* Work to be completed
In the entries that follow, the first line to write out is the one containing "bird reflection in", and the last is the one containing "single bird apart". Reproduce that stretch exactly, with nothing before or after it.

(Point-per-instance localization data)
* * *

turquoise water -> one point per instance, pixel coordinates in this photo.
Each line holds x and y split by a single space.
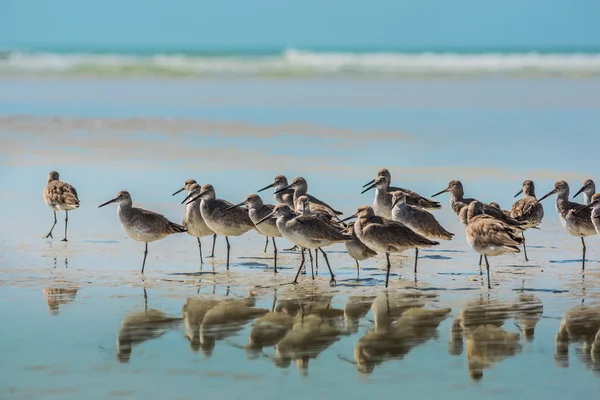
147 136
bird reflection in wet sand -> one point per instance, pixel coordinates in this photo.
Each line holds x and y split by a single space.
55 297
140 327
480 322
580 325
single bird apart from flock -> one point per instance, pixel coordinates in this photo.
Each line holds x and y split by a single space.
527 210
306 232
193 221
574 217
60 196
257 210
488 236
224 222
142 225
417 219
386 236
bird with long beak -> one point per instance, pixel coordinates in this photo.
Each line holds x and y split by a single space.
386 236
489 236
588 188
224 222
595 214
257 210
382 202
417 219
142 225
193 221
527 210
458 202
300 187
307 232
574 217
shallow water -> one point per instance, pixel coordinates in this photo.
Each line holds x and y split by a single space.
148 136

* * *

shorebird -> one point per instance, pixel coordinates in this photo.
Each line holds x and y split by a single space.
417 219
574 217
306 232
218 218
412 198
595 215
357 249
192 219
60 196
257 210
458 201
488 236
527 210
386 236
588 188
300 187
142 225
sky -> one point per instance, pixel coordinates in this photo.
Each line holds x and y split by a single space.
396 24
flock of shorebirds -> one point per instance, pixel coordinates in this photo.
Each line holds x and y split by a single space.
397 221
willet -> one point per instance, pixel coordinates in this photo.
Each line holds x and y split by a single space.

* * *

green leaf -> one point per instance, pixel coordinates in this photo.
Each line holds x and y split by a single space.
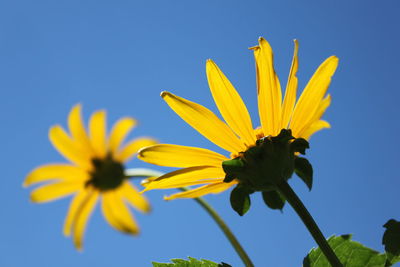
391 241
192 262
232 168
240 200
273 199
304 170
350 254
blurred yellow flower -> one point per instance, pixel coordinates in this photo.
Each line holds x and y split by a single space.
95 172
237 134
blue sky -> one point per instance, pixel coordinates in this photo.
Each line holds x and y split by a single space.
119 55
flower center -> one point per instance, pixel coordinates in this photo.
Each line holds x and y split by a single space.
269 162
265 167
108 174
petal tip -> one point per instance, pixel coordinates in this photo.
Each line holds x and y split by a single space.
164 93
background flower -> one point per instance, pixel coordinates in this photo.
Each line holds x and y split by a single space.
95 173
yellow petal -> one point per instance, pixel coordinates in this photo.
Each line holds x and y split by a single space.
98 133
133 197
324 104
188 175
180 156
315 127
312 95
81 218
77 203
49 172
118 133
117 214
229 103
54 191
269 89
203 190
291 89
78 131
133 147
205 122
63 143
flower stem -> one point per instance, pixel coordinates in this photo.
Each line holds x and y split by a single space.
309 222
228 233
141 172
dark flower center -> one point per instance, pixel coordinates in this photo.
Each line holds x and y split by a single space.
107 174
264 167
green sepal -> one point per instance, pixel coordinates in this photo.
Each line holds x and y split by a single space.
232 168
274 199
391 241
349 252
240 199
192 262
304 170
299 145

* * *

* Response
bird reflection in wet sand -> one point per instance, pixel coordinates in this photo.
Each line holds x and y split by a single space.
55 297
140 327
480 322
580 325
single bird apart from flock -> one point per instance, pixel coordinates in this photo.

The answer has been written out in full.